# PROBLEM STATEMENT
Copy out, without any change, the lines of the listing below, starting at the line that contains "of the blazer" and continuing through the final line of the listing.

# RECORDS FOR THIS EXERCISE
_ _ _ _ _ _ _
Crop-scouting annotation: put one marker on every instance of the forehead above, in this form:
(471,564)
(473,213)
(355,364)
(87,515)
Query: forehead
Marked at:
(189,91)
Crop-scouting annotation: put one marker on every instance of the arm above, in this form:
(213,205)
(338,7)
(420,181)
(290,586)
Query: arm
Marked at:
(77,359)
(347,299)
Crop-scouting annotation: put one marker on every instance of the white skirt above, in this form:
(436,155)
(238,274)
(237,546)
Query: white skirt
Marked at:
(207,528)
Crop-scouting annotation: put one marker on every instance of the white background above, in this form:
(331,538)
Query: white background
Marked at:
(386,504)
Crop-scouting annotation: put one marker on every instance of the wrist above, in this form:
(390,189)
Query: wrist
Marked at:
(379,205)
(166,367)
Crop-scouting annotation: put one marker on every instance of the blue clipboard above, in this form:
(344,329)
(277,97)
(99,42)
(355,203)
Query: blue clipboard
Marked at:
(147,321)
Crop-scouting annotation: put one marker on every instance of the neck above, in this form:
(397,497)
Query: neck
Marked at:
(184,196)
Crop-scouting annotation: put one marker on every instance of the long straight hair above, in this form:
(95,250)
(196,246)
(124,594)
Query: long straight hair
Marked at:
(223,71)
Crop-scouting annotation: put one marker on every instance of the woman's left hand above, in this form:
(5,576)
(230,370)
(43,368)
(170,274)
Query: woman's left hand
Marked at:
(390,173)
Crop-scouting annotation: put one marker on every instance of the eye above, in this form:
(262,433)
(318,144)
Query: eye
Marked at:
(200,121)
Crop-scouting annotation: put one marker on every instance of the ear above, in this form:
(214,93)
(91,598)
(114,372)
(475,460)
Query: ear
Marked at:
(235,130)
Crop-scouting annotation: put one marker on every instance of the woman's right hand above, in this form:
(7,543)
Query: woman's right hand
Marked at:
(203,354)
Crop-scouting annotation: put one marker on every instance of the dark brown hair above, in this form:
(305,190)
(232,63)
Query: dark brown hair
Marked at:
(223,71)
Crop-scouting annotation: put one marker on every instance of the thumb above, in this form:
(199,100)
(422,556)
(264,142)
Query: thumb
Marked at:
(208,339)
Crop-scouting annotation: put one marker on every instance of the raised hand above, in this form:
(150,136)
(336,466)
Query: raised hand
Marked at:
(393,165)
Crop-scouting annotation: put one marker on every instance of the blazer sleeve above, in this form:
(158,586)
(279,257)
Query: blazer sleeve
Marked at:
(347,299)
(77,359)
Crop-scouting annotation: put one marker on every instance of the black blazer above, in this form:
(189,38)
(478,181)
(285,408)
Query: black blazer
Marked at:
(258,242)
_ _ _ _ _ _ _
# ANSWER TO THIS PROBLEM
Crop-scouting annotation: put one marker on every instance of the blazer sleeve above, in this form:
(158,586)
(279,257)
Query: blazer sleeve
Marked at:
(347,299)
(77,359)
Crop-scouting annotation: put one marker on every instance of the black blazer above, in this form:
(189,38)
(478,181)
(285,408)
Query: black blazer
Marked at:
(258,242)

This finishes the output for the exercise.